▶ **WHAT TO WORK ON**
An exact copy of the entries below is required, with all pictures removed.

[Referring expression pointing data]
☆ ☆ ☆

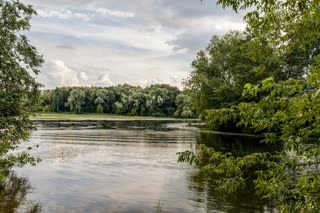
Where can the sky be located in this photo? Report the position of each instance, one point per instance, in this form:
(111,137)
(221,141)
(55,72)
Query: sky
(110,42)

☆ ☆ ☆

▶ **SOLUTION TO THE PROBLEM**
Where can the sky be located in this photo? Report the position of each instance, one point per instance, in this form:
(111,137)
(221,141)
(55,72)
Query: sky
(110,42)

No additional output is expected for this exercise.